■ Fragmento del documento:
○ ○ ○

Un abuelo aporta sentido y sensibilidad a nuestra vida. Mucho más que otras figuras familiares que gravitan a nuestro alrededor. Porque nos peleamos con nuestro hermano y tenemos al abuelo que nos recuerda que entre hermanos no está bien pelearse. Su mirada autoritaria, aunque dulce, nos escrudiña y su voz suena cadenciosa:

-Los hermanos no se pelean. Si no os tuvierais, si fueseis hijos únicos, eso sí sería mala suerte. Mantiene la mirada fija en mí, en mi otro yo que es mi hermano y sentencia:

-Hay guerras que empiezan en la cuna. Y no quiero más contiendas. Todos los conflictos se pierden.

En aquel momento me quedé, y se quedó mi hermano igual. Entendimos la mitad. Con el paso de los años, la otra mitad no tardamos en descifrarla.

No tardamos en contestarle, nuestras palabras corren más que nuestros pensamientos… fruncimos nuestro ceño cándido, arrugamos la expresión y nos perdimos en un mar de dudas, en un océano agitado por los sentimientos hacia el otro. Pero fuimos tajantes y quemantes:

-Sí abuelo. De ser sólo uno no nos pelearíamos… Pero no tendríamos a este delante.

Y nos castigaba nuestro padre y buscábamos el apoyo incondicional de su padre. Entonces era él quien fruncía el ceño. Caminaba con paso quedo y decía que si nos riñe es por nuestro bien. Y por nuestro bien, se convertía en abogado deshaciendo sus pasos para hablar con el juez que nos condenó a una perpetuidad sin el Equipo A. Pidiendo el indulto, conseguía una rebaja de la pena… Así que nos citábamos en la emisión del siguiente capítulo.
Pero volvíamos a las andadas. Estábamos amparados por el defensor del nieto.

De pequeño, para combatir el frío de noviembre, ese frío y ese noviembre de los de antes, de cuando el cambio climático era una idea embrionaria en la cabeza de algún futurólogo loco, de algún advenedizo aprendiz de meteorólogo, nos sentaba delante de la lumbre. El calor de su voz, el fragor de sus historias a la orilla de la chimenea me transportaban a otra época. El frío azul de afuera era el mismo que él pasó en el frente en el que combatió. El mismo frente año tras año. Siempre emocionaban sus historias tristes. Siempre sabían distinto, aunque las contara, las mismas, también año tras año. Lo miraba impertérrito. Escuchaba cómo su voz bronca simulaba el sonido de las balas perdidas, de las trazadoras portadoras de una muerte segura. Historias de vidas que se iban sin vivir. Las emboscadas. El cigarro en la trinchera con el enemigo durante los pocos momentos de tregua. El llanto desesperado de los que mataban sin querer matar. De los que apuntaban al cielo y aterrizaban en el infierno. Y el vino y la comida extra en la cena de Navidad. La historia del soldado que murió sin saber que la de ayer, sin anunciarlo nada ni nadie, iba a ser su última cena. Murió con las botas puestas, con la comida en la mano y el villancico de feliz navidad aflorando en sus labios. La victoria de nadie, la derrota de todos. Crecí con esas historias. Y siguen volviendo a mí cada vez que miro la nada y veo como se filtra por mi ventana el silencio de ahora.

○ ○ ○

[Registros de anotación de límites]
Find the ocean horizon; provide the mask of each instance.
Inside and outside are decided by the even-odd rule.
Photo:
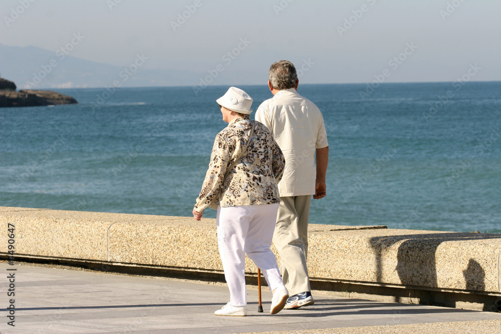
[[[190,216],[228,87],[51,89],[79,104],[0,108],[1,205]],[[272,97],[237,87],[255,111]],[[311,223],[501,232],[501,82],[298,92],[322,111],[329,142]]]

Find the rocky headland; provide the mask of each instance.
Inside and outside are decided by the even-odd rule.
[[[13,82],[0,78],[0,108],[78,103],[71,96],[52,91],[24,89],[18,92]]]

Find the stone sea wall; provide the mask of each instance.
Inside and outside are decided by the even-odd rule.
[[[187,279],[220,280],[223,272],[212,219],[0,207],[0,222],[4,257],[11,224],[18,260],[94,268],[99,263],[109,271],[127,267],[132,274],[154,269]],[[500,235],[310,224],[309,241],[312,288],[378,300],[501,308]],[[257,270],[247,259],[248,280],[254,281]]]

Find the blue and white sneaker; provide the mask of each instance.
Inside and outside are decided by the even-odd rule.
[[[309,291],[306,291],[289,297],[284,308],[285,309],[299,308],[302,306],[313,305],[314,303],[315,303],[315,300],[312,297],[311,292]]]

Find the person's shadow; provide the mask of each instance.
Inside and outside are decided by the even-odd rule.
[[[405,286],[406,290],[408,289],[407,296],[418,298],[420,304],[449,307],[455,307],[458,301],[483,302],[484,310],[497,310],[498,307],[501,306],[499,298],[485,293],[477,293],[485,290],[485,274],[481,265],[473,258],[469,259],[467,267],[462,273],[465,289],[472,293],[454,293],[450,292],[453,288],[446,286],[447,284],[442,283],[440,284],[442,286],[439,286],[437,270],[447,269],[446,267],[442,268],[440,263],[438,263],[439,267],[437,268],[436,253],[439,247],[447,241],[460,243],[461,241],[499,238],[501,238],[501,235],[497,234],[461,232],[406,234],[372,238],[370,243],[376,253],[377,281],[388,283],[383,281],[383,270],[387,273],[391,269],[383,268],[382,254],[395,244],[401,243],[398,246],[395,269],[401,283]],[[447,244],[442,246],[453,246]],[[448,255],[450,254],[451,257],[456,255],[453,250],[446,254]],[[473,254],[472,255],[474,256]],[[448,258],[444,258],[444,260],[455,261],[456,259]],[[458,266],[464,265],[460,260],[458,260],[457,264]],[[422,287],[428,288],[422,289]],[[463,289],[460,288],[459,289]]]

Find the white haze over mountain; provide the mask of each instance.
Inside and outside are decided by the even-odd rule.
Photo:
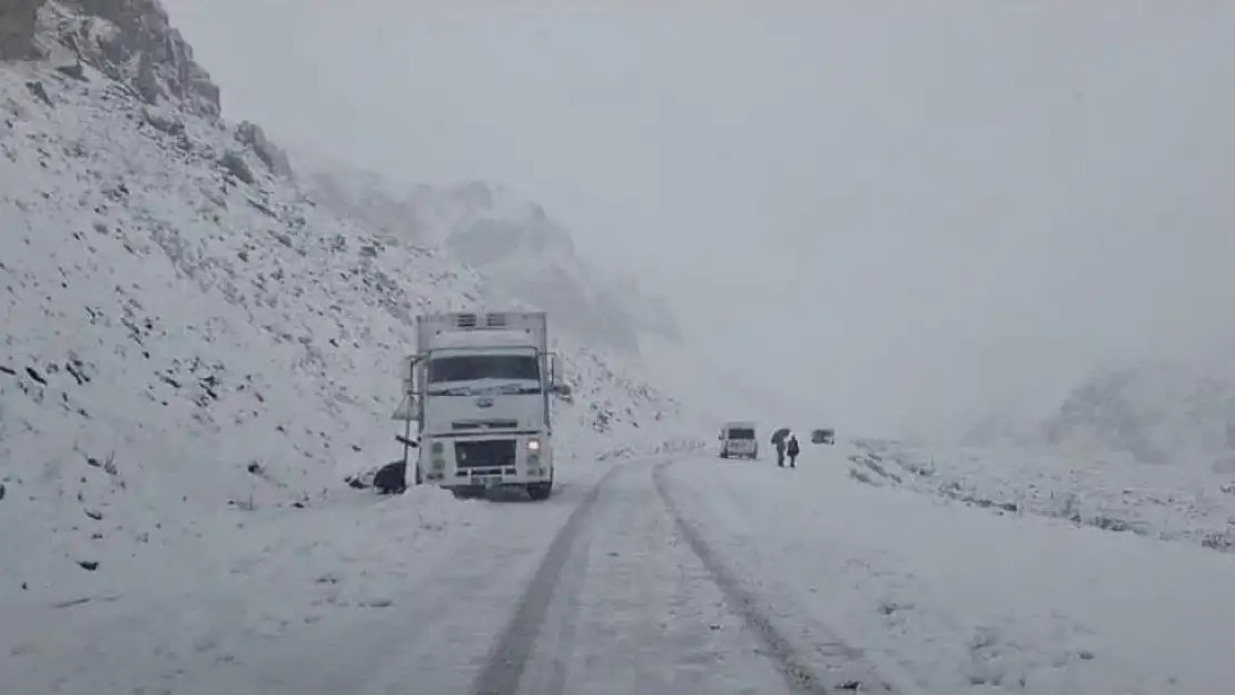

○ ○ ○

■ Consigna: Prosigue el relato sobre el abuelo desde el punto en que se detiene. Las entradas no son necesarias.

■ Ejercicio resuelto:
Y ahora cuando el Alzheimer se lo ha llevado. Cuando le impide ver cuántas batallas se siguen librando y cuántas guerras se siguen perdiendo. Cuando ya no disfruta de la meteorología. Ahora que no se levanta persiguiendo el amanecer. Ahora que no agudiza el oído para adivinar qué pájaro canta allá, en la estela del día recién nacido. Ahora que mira pero que no ve a nadie. Ahora que su vida se vacía por completo y hace que llene mis noches en blanco con su recuerdo. Es cuando he sentido la llamada salvaje de la escritura. Que se lleve estas letras donde vaya. Porque para él aquí no acaba todo. Aquí todo acaba de empezar.

Hay un antes y un después.

Mi abuelo vive el después intemporal. La sinrazón de la naturaleza. El secuestro de una vida dedicada al vicio de contagiar optimismo y superación. No habrá rescate. Tampoco recompensa.

Y hoy es un día gris. Como los que le gustan a Juan. Pero está postrado en su cama. Inmóvil. Me mira con ojos de niño. Ese brillo que denota alegría por el juego que tiene que empezar a la de tres. Pero no ve, atrincherado en su tiempo pretérito, el color otoñal. Ni lo huele como hacía antaño… No otea el horizonte y tampoco le pregunta a la luna si lloverá al día siguiente. Su cuerpo yermo, no le permite ninguna excelencia.

Su sonrisa es ahora perenne, no decae con estación severa que bautiza la vega granadina. Y lo hace porque es un niño. Y porque si fuera un adulto, nunca fue enemigo de sus enemigos, de quién no conocía. El siempre apuntó al cielo.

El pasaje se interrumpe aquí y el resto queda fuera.